Format the data from the line with "# point at: white sign" to the line with "# point at: orange", both ends included, as a JSON list of strings with one string per line and blank lines omitted.

**Available records**

━━━━━━━━━━━━━━━━━━━━━━━━━━━━━━

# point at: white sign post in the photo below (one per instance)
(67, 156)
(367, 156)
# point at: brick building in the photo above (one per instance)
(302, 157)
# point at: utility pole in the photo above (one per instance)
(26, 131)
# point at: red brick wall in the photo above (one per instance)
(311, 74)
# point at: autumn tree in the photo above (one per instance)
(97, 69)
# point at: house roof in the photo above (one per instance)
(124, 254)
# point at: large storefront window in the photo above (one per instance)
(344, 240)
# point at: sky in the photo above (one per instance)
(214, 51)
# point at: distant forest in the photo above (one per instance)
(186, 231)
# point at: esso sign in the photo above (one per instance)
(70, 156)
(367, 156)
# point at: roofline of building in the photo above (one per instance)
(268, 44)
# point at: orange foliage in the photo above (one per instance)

━━━━━━━━━━━━━━━━━━━━━━━━━━━━━━

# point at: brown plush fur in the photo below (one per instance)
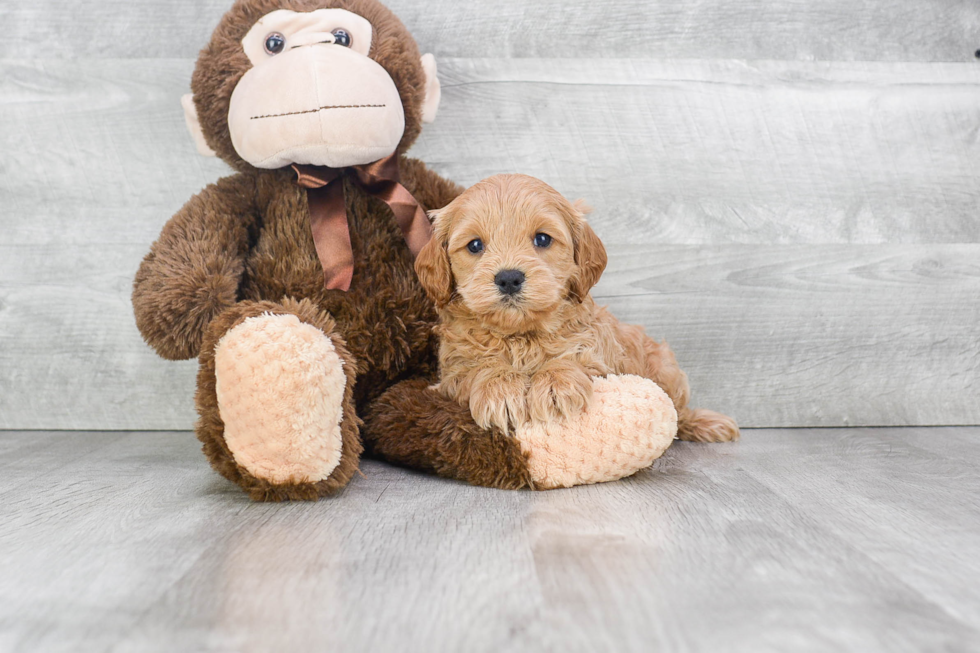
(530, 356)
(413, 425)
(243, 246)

━━━━━━━━━━━━━━━━━━━━━━━━━━━━━━

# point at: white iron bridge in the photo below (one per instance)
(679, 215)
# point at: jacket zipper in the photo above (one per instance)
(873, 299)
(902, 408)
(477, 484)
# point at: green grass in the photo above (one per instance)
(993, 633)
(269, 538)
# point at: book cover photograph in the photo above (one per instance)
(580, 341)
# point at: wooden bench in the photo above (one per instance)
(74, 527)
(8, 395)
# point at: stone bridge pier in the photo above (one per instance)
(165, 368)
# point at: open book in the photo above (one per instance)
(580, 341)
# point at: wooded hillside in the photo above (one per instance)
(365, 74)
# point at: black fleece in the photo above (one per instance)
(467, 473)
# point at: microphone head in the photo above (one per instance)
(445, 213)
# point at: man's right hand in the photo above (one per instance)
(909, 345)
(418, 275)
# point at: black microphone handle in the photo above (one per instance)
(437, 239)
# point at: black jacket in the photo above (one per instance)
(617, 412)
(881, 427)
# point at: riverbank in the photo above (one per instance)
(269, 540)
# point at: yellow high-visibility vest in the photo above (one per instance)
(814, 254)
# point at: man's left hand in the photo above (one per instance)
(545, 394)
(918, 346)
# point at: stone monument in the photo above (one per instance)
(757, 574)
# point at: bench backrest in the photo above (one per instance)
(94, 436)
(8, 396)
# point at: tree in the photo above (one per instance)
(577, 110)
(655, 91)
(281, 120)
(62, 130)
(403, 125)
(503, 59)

━━━━━━━━━━━━━━━━━━━━━━━━━━━━━━

**Output for this exercise**
[
  "# point at: white sign post in the photo below (one per instance)",
  "(67, 156)",
  "(367, 156)",
  "# point at: brick building in the photo above (one per instance)",
  "(302, 157)",
  "# point at: utility pole in the photo above (one per instance)",
  "(26, 131)",
  "# point at: red brick wall in the photo above (one per instance)",
  "(311, 74)",
  "# point at: autumn tree in the photo above (one per instance)",
  "(97, 69)",
  "# point at: house roof in the photo above (one per instance)",
  "(124, 254)",
  "# point at: large storefront window in the photo above (one per instance)",
  "(344, 240)",
  "# point at: sky in the photo above (one per instance)",
  "(214, 51)",
  "# point at: distant forest in the photo above (one per instance)",
  "(186, 231)",
  "# point at: esso sign in the photo above (one per instance)",
  "(70, 156)",
  "(367, 156)",
  "# point at: roofline of building in the photo above (one per instance)",
  "(268, 44)",
  "# point at: orange foliage in the photo above (one per instance)"
]